◆ Exercise requirements:
A - According to the passage on California's budget crisis, why do California's fiscal problems matter beyond the state? Answer in one to three sentences.
B - From the passage on California's budget crisis, reproduce word for word the stretch that begins at "But former Republican" and ends after "current fiscal trend.".
[begin Passage provided]
It had to cut its Healthy Families program, which provides healthcare to low-income children, despite increasing demands for services.

The state’s education system ranks 47th out of the 50 states, and its bonds are junk.

Under the budget deal Gov. Arnold Schwartzenegger and the Democratic-controlled Legislature cut this summer to close California’s $26.3 billion budget deficit, billions were slashed from the education budget, and 60,000 state employees were slated to be sacked.

Some teachers even resorted to a hunger strike in response.

All of this has dealt a huge blow to Schwartzenegger’s popularity.

Crisis Could Have Been Averted,

“Sadly, this story could have had a happy ending,” Norquist said.

Had California lived within the limitations imposed under the 1979 Gann Amendment, which limited the growth of spending to the rate of economic growth, some analysts say the state would be in a far better fiscal situation today.

But former Republican Gov. George Deukmejian allowed exemptions to budget items, such as education, before leaving office in 1991, which began the state’s current fiscal trend.

So, California’s spending increased 180.9 percent between 1991 and 2001, and the state budget ballooned from $51.4 billion in 1991 to $144.5 during the past fiscal year, according to the Reason Foundation.

Since 1991, California’s revenues have increased by 166.9 percent, or 5.61 percent annually. The state would have a $15 billion surplus today instead of expecting a $42 billion deficit in 2010 had it lived within the limits of the Gann Amendment and limited its spending increases to 4.38 percent annually, the Reason Foundation found.

During the past 10 years, the number of California state employees exploded from around 270,000 in 1997 to 356,000 today, which placed increasing pressure on the state budget, especially in the form of pension obligations.

California Economy Has Global Implications

California’s problems matter globally because, if it were an independent nation, it would have the world’s eighth-largest economy. It dwarfs those of Iceland and Ireland ? both of which have economies that have fallen into shambles.

The boom days of the 1950s and 1960s when jobs were plentiful and towns and cities sprang from the desert have faded into memories.
[end Passage provided]
[begin Dataset rows]
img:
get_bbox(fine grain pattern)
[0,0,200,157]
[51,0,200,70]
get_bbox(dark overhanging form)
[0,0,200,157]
[end Dataset rows]
◆ Solution set:
A - California's problems matter globally because, if it were an independent nation, it would have the world's eighth-largest economy. That economy dwarfs those of Iceland and Ireland.

B -
But former Republican Gov. George Deukmejian allowed exemptions to budget items, such as education, before leaving office in 1991, which began the state’s current fiscal trend.